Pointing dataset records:
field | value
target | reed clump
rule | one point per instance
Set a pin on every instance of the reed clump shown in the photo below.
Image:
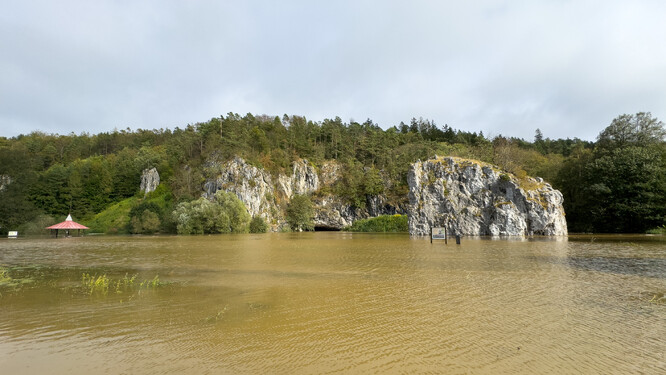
(94, 284)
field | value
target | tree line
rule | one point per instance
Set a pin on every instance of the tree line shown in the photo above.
(615, 184)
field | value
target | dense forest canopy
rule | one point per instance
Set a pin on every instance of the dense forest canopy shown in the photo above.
(616, 184)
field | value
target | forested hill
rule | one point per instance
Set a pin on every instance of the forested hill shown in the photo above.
(616, 184)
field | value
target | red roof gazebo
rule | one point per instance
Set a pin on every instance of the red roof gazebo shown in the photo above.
(67, 225)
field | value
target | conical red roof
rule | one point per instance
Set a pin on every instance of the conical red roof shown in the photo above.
(68, 224)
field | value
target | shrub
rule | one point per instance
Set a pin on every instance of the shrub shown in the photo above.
(258, 225)
(300, 213)
(226, 214)
(387, 223)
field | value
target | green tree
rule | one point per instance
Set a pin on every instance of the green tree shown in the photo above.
(258, 225)
(300, 213)
(226, 214)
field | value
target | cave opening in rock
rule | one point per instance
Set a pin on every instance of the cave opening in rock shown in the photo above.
(321, 228)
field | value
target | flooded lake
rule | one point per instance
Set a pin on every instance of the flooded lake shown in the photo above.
(332, 303)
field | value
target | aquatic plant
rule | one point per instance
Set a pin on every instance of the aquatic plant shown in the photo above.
(385, 223)
(101, 284)
(95, 284)
(658, 230)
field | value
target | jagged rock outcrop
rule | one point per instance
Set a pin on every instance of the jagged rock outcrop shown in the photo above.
(150, 179)
(253, 186)
(474, 198)
(267, 196)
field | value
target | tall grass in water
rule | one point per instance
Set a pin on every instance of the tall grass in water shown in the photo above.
(102, 284)
(386, 223)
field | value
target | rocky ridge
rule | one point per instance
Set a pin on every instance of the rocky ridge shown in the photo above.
(474, 198)
(267, 196)
(150, 179)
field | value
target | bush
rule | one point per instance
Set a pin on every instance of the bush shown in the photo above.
(226, 214)
(258, 225)
(300, 213)
(387, 223)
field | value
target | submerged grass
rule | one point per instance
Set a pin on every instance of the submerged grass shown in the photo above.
(386, 223)
(658, 230)
(102, 284)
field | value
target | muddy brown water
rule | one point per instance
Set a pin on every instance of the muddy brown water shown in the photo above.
(333, 303)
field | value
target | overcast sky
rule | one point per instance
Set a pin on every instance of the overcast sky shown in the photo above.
(501, 67)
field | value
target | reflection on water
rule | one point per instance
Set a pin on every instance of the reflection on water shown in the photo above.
(334, 303)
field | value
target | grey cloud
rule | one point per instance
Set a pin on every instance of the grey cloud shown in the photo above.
(566, 67)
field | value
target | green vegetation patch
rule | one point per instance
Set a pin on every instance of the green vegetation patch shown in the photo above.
(114, 219)
(102, 285)
(387, 223)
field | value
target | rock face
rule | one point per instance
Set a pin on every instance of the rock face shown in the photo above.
(473, 198)
(149, 180)
(253, 186)
(268, 196)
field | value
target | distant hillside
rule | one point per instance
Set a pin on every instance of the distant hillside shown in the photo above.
(617, 184)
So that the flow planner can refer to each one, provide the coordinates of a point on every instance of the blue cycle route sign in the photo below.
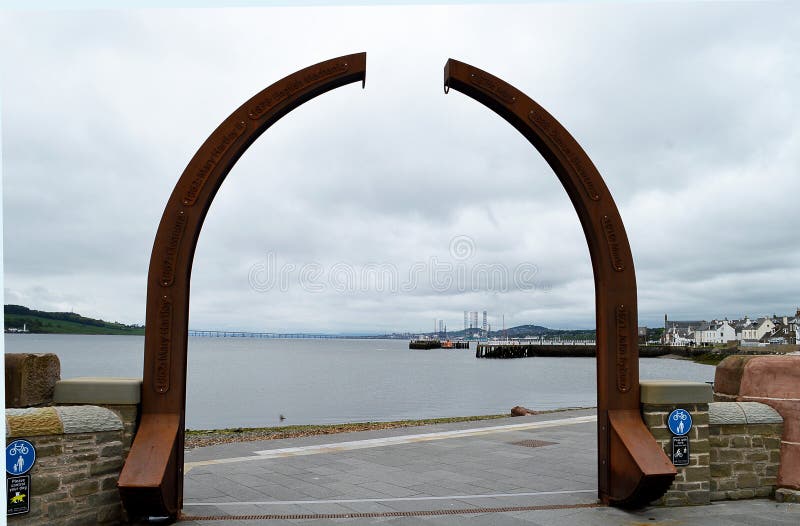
(20, 456)
(679, 422)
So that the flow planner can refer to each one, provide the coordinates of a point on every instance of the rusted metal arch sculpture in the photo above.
(151, 482)
(632, 468)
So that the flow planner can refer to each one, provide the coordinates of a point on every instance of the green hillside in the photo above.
(41, 322)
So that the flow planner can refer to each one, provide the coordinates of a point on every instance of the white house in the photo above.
(715, 332)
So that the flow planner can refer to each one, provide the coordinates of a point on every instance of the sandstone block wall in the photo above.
(774, 381)
(79, 454)
(745, 441)
(31, 378)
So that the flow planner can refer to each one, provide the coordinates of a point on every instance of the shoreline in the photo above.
(197, 438)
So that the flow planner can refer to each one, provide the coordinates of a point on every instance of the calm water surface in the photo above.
(248, 382)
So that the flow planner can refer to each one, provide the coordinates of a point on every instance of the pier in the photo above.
(563, 349)
(271, 335)
(438, 344)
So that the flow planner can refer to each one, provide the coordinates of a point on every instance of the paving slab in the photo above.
(423, 475)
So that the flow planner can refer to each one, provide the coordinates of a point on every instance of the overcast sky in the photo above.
(690, 110)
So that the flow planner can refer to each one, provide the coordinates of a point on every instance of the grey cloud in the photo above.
(688, 110)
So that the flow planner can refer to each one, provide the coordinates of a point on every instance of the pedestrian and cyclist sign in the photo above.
(20, 457)
(680, 422)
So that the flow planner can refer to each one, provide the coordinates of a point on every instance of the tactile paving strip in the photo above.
(533, 443)
(311, 516)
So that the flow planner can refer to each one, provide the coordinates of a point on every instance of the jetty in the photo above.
(438, 344)
(563, 349)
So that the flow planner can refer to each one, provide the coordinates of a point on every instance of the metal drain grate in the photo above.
(533, 443)
(422, 513)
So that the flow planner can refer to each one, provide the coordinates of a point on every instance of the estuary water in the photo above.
(248, 382)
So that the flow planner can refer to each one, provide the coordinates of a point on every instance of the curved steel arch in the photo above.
(151, 482)
(632, 468)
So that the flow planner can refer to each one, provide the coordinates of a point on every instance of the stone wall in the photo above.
(31, 378)
(121, 395)
(79, 454)
(693, 482)
(745, 443)
(774, 381)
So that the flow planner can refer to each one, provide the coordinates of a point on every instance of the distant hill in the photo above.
(41, 322)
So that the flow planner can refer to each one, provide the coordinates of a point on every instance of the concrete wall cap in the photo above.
(97, 390)
(38, 421)
(667, 392)
(729, 413)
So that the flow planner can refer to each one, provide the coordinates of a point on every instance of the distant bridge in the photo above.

WHAT IS ASKED.
Your task is to repeat the material above exactly, without its pictures.

REPLY TO THE EXERCISE.
field | value
target | reed clump
rule | one point per instance
Set a pin on every instance of the reed clump shown in the photo below.
Image:
(94, 284)
field | value
target | tree line
rule | one point per instance
Set a pin on every instance of the tree line shown in the photo above.
(615, 184)
field | value
target | dense forest canopy
rule | one point per instance
Set a pin on every instance of the dense forest canopy shown in the photo above.
(616, 184)
field | value
target | forested hill
rule | one point per instance
Set a pin on every instance of the forested hill shown in the photo above.
(616, 184)
field | value
target | red roof gazebo
rule | one point per instance
Set a pin on every instance of the red roof gazebo shown in the photo above.
(67, 225)
field | value
target | conical red roof
rule | one point per instance
Set a pin on every instance of the conical red roof shown in the photo above.
(68, 224)
field | value
target | shrub
rule | one point per instance
Set a pin on every instance of the shrub shown in the photo above.
(258, 225)
(300, 213)
(226, 214)
(387, 223)
field | value
target | green tree
rule | one point per instance
Set a pin on every instance of the green tree shown in the photo above.
(258, 225)
(300, 213)
(226, 214)
field | value
target | cave opening in rock
rule | one point per instance
Set a pin on every instance of the cave opening in rock shown in the photo above.
(321, 228)
field | value
target | flooded lake
rule | one point per instance
Set a pin on every instance of the flooded lake shown in the photo above.
(332, 303)
field | value
target | aquatic plant
rule | one point per instance
Set a pin on every instance of the aquatic plant shown in the photo above.
(385, 223)
(101, 284)
(95, 284)
(658, 230)
field | value
target | jagged rock outcrop
rule | one point per instance
Set a pin on every instance of the jagged rock outcrop shown in the photo above.
(150, 179)
(253, 186)
(474, 198)
(267, 196)
field | value
target | tall grass in water
rule | one point per instance
Set a pin on every instance of the tall grass in water shown in the photo above.
(102, 284)
(386, 223)
field | value
target | rocky ridge
rule | one point per instance
Set a pin on every instance of the rocky ridge shown in the photo above.
(474, 198)
(267, 196)
(150, 179)
field | value
target | bush
rule | one point per instance
Set a pin on every instance of the bush shown in the photo above.
(226, 214)
(258, 225)
(300, 213)
(387, 223)
field | value
target | submerged grass
rule | one point per instance
Set a pin on every instance of the submerged grass shown in the photo above.
(386, 223)
(658, 230)
(102, 284)
field | value
target | muddy brown water
rule | one point per instance
Set a pin on every instance of the muddy brown water shown in the photo above.
(333, 303)
field | value
target | overcast sky
rule | one point per instance
Set a pin on every instance of the overcast sky shown in the photo above.
(501, 67)
field | value
target | reflection on water
rule | one point per instance
Set a pin on every instance of the reflection on water shown in the photo above.
(334, 303)
field | value
target | grey cloud
rule | one point per instance
Set a pin on every instance of the grey cloud shown in the photo above.
(566, 67)
field | value
target | green vegetation patch
rule | one point per instance
Set a pin on every instance of the green vegetation patch shown in the photo above.
(114, 219)
(102, 285)
(387, 223)
field | value
target | rock face
rule | one point per instance
Set a pin on every instance of the rock face shown in the photo above.
(473, 198)
(149, 180)
(253, 186)
(268, 196)
field | value
target | distant hillside
rule | one point per instance
Set a pin on every instance of the distant hillside shown in the photo above.
(617, 184)
So that the flow planner can refer to each one, provide the coordinates of a point on every instance of the blue cycle route sign in the photo below.
(20, 456)
(679, 422)
So that the flow planner can refer to each one, provide the coordinates of a point on every instance of the rusted metal arch sculpture in the photo above.
(151, 482)
(632, 468)
So that the flow planner can refer to each one, provide the coordinates of a point on every instance of the green hillside in the photo above.
(41, 322)
So that the flow planner can refer to each one, provide the coordinates of a point on every instance of the white house in the photo above.
(715, 332)
So that the flow planner can refer to each one, provide the coordinates of a point on every instance of the sandstone block wall in the photo above.
(774, 381)
(79, 454)
(745, 441)
(31, 378)
So that the flow planner can refer to each one, provide the coordinates of a point on every instance of the shoreline in the photo above.
(197, 438)
So that the flow planner can refer to each one, provide the coordinates of a point on every instance of the calm water surface in the photo above.
(248, 382)
So that the flow planner can refer to each one, provide the coordinates of a point on every instance of the pier in the photo above.
(563, 349)
(271, 335)
(438, 344)
So that the flow planner can refer to each one, provide the coordinates of a point on every instance of the paving slab in the photo above.
(423, 475)
So that the flow planner can refer to each one, provide the coordinates of a point on every instance of the overcast sky in the photo above.
(690, 110)
So that the flow planner can refer to each one, provide the coordinates of a point on every instance of the grey cloud in the photo above.
(688, 110)
So that the flow planner can refer to each one, provide the coordinates of a point on every instance of the pedestrian and cyclist sign in the photo above.
(20, 457)
(680, 422)
So that the flow planner can refer to each one, provide the coordinates of a point on every instance of the tactile paving strip in the photo above.
(533, 443)
(311, 516)
So that the flow planner can refer to each one, provide the coordinates of a point on every instance of the jetty in the photo above.
(438, 344)
(563, 349)
So that the flow planner can refer to each one, provide the coordinates of a point on every instance of the metal drain grate in the photo above.
(533, 443)
(422, 513)
So that the flow planner can refer to each one, provide the coordinates of a point on every instance of the estuary water in the photo above.
(248, 382)
So that the flow planner can refer to each one, provide the coordinates of a point on every instance of the curved steel arch in the photo above.
(151, 482)
(632, 468)
So that the flow planner can refer to each one, provide the coordinates of a point on every instance of the stone wall in the photo above.
(31, 378)
(121, 395)
(79, 454)
(693, 482)
(745, 443)
(774, 381)
So that the flow planner can refer to each one, provide the coordinates of a point on every instance of the distant hill in the photo above.
(41, 322)
So that the flow planner can refer to each one, provide the coordinates of a point on every instance of the concrete wall cap in the photo above.
(97, 390)
(38, 421)
(667, 392)
(729, 413)
So that the flow planner can refer to each one, provide the coordinates of a point on every instance of the distant bridge in the photo above.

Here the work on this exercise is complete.